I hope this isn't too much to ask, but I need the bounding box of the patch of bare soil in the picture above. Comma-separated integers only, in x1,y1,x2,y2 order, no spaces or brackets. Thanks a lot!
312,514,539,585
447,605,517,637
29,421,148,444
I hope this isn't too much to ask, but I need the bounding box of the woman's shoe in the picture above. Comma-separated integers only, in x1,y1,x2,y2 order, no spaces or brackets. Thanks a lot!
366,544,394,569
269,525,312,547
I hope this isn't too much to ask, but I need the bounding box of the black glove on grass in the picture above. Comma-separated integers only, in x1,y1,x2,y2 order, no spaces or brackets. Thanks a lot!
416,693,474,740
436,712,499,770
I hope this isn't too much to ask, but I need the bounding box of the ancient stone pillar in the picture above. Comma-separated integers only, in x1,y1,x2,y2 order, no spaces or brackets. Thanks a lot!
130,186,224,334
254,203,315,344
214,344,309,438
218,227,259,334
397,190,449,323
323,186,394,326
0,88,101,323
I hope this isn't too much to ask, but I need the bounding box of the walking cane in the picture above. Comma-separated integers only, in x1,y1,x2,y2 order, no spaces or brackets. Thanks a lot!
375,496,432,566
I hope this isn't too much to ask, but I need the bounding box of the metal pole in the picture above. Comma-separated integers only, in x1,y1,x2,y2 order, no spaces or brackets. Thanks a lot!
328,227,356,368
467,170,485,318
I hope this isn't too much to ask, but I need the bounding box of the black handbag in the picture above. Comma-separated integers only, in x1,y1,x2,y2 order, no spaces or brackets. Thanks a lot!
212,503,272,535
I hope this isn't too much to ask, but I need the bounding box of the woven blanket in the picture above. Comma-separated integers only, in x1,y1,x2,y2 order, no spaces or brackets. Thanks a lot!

[Exercise aim]: Output the listing exactly.

[Solution to this problem]:
I hope this isn't too much to ask, but I need the bounding box of the patch of bare soil in the picture above. Comma-separated integers only, in x1,y1,x2,y2 order, no spaces or brackets. Thanks a lot!
312,514,539,585
447,605,517,637
29,421,148,444
I hope this isn't too much to ask, but I need the bounding box of the woman's shoe in the picture above. Comma-separated integers only, in x1,y1,x2,y2 order, no spaces or brackets. Thanks a lot!
366,544,394,569
269,525,312,547
I hope this isn't too much to ask, but I need the bounding box of the black glove on grass in the picture above. Comma-separated integers only, in x1,y1,x2,y2 order, no spaces or brackets. Thanks a lot!
416,693,474,740
436,712,499,770
I hope this isn't too much to ask, but I need the bounding box of the ancient stone pillar in the picture above. Comma-separated integers only, in x1,y1,x2,y2 order, no spaces or brackets. Thanks a lot!
130,186,224,334
254,203,315,344
214,344,309,438
218,227,259,334
397,190,449,323
323,186,394,326
0,88,101,323
I hope this isn't too much to ask, but I need the bounding box of the walking cane in the picture above. Comma-separated integers only, in x1,y1,x2,y2 order, no spaces or brackets. Thanks a lot!
375,496,432,566
I hope this isn't too much to ask, but I need the bounding box of the metal pole in the picture above. Comma-separated integers only, in x1,y1,x2,y2 order, no spaces or brackets. Thanks a lot!
328,227,356,368
467,170,485,318
I hope this isn't too much to ask, but I need the bounding box of the black handbag in the picture above. Comma-separated integers only, in x1,y1,x2,y2 order, no spaces or brackets. Thanks a lot!
212,503,272,535
I hope this isn't too much to ask, but I need the bounding box of the woven blanket in the picture above. Comma-separated integers only, in x1,y1,x2,y2 order, no spaces or brackets. Thanks a lot!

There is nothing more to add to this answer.